Source data:

○ ○ ○ ○

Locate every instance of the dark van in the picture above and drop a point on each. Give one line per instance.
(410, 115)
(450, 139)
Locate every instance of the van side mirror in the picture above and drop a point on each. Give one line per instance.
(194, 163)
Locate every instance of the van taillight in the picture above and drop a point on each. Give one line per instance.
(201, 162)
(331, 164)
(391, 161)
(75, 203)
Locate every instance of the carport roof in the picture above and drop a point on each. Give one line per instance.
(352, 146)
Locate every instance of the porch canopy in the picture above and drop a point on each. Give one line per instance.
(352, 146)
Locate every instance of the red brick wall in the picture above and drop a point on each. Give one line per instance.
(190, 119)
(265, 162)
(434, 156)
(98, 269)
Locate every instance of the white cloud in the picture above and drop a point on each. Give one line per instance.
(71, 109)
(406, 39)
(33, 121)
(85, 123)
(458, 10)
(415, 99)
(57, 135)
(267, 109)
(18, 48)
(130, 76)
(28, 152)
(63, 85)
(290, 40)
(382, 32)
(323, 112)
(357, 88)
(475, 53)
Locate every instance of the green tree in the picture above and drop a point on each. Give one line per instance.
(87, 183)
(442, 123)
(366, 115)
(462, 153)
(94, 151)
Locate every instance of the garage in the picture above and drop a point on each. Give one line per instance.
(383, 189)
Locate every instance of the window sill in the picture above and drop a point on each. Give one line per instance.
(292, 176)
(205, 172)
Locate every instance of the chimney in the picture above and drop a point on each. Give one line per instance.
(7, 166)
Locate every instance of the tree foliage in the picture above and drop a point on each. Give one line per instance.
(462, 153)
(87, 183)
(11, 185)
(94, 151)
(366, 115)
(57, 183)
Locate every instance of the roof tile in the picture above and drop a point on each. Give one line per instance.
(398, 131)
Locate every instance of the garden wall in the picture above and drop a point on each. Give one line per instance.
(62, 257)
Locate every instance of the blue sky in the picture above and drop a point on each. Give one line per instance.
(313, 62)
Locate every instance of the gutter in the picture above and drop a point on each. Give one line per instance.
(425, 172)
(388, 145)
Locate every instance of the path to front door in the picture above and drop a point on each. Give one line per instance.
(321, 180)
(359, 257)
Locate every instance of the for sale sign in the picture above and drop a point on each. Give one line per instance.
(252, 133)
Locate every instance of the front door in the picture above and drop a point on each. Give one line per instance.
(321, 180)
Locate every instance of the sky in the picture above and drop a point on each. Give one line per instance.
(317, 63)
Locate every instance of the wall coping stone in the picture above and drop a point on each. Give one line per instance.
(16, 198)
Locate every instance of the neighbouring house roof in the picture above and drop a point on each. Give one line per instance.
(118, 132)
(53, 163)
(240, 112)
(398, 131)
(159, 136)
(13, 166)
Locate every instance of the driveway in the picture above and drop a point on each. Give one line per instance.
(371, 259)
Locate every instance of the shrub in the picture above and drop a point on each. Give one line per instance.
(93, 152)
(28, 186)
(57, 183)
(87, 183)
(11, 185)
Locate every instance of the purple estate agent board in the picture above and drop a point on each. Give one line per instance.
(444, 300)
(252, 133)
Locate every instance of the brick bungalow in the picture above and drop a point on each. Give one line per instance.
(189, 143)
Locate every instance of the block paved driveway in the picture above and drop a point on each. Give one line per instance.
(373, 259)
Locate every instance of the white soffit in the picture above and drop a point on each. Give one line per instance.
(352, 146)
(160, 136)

○ ○ ○ ○

Your assignment:
Everything from the line with "Locate every instance of the block" through the last line of the data above, please return word for word, and no other line.

Solution:
Locate every instance of the block paved driveway in the picture above and drop a point on each. Give one line per instance.
(373, 259)
Locate every instance of the white soffit in the picture above and drop a point on each. Give one line per instance.
(352, 146)
(160, 136)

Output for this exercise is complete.